[Shape boundary entries]

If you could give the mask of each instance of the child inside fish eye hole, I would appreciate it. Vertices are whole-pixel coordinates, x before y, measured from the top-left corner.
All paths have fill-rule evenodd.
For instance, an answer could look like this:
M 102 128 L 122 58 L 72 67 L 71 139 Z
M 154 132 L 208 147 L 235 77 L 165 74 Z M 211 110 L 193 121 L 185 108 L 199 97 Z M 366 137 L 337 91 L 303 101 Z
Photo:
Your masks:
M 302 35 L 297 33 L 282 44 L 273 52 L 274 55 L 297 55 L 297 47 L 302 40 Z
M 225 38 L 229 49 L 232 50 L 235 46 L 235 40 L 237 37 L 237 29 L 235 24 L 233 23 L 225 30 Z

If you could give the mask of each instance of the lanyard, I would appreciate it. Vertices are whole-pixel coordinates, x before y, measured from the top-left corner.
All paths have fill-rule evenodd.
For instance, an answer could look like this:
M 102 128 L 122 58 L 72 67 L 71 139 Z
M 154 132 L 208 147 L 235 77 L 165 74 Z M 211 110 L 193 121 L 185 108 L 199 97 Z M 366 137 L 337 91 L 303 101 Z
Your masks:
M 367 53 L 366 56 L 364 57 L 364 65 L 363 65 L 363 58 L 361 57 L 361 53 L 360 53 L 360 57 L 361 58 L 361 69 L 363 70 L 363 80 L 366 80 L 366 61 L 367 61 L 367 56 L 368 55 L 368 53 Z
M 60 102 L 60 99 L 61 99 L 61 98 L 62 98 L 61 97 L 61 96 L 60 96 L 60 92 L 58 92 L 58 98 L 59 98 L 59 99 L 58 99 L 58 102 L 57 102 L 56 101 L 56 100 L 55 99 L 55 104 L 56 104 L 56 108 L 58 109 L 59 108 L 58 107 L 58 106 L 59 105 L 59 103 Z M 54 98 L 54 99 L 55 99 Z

AIM OF THE EXERCISE >> Rewrite all the records above with "top-left corner" changed to "upper-left corner" wherever it occurs, keeping everything else the same.

SOLUTION >>
If you could give the mask of each instance of the child inside fish eye hole, I would appreciate it. Vertices are whole-pixel coordinates, x before y, measured from the upper-left corner.
All paths have fill-rule evenodd.
For instance, an answer could look like this:
M 102 128 L 122 58 L 72 67 L 71 139 Z
M 154 132 L 208 147 L 235 77 L 165 74 Z M 211 110 L 193 121 L 185 108 L 199 97 Z M 366 137 L 337 91 L 303 101 Z
Photo:
Your masks:
M 302 35 L 297 33 L 282 44 L 273 52 L 274 55 L 297 55 L 297 47 L 302 40 Z
M 225 38 L 229 49 L 232 50 L 235 46 L 235 40 L 237 37 L 237 29 L 235 24 L 233 23 L 225 30 Z

If you could give the mask of each instance of the lanyard, I would appreciate it. Vertices are whole-pixel coordinates, x before y, measured from the upper-left corner.
All paths have fill-rule evenodd.
For instance, an answer could look like this:
M 102 128 L 122 58 L 72 67 L 71 139 Z
M 154 132 L 208 147 L 235 77 L 165 74 Z M 211 110 L 193 121 L 185 108 L 199 97 Z M 366 137 L 337 91 L 303 101 Z
Your masks:
M 367 53 L 366 56 L 364 57 L 364 65 L 363 65 L 363 58 L 361 57 L 361 53 L 360 53 L 360 57 L 361 58 L 361 69 L 363 70 L 363 80 L 366 80 L 366 61 L 367 61 L 367 56 L 368 55 L 368 53 Z
M 60 102 L 60 99 L 61 99 L 61 98 L 62 98 L 61 97 L 61 96 L 60 96 L 60 92 L 58 92 L 58 98 L 59 98 L 59 99 L 58 99 L 58 102 L 57 102 L 56 101 L 56 100 L 55 99 L 55 104 L 56 104 L 56 108 L 58 109 L 59 108 L 58 107 L 58 106 L 59 105 L 59 103 Z M 54 98 L 54 99 L 55 99 Z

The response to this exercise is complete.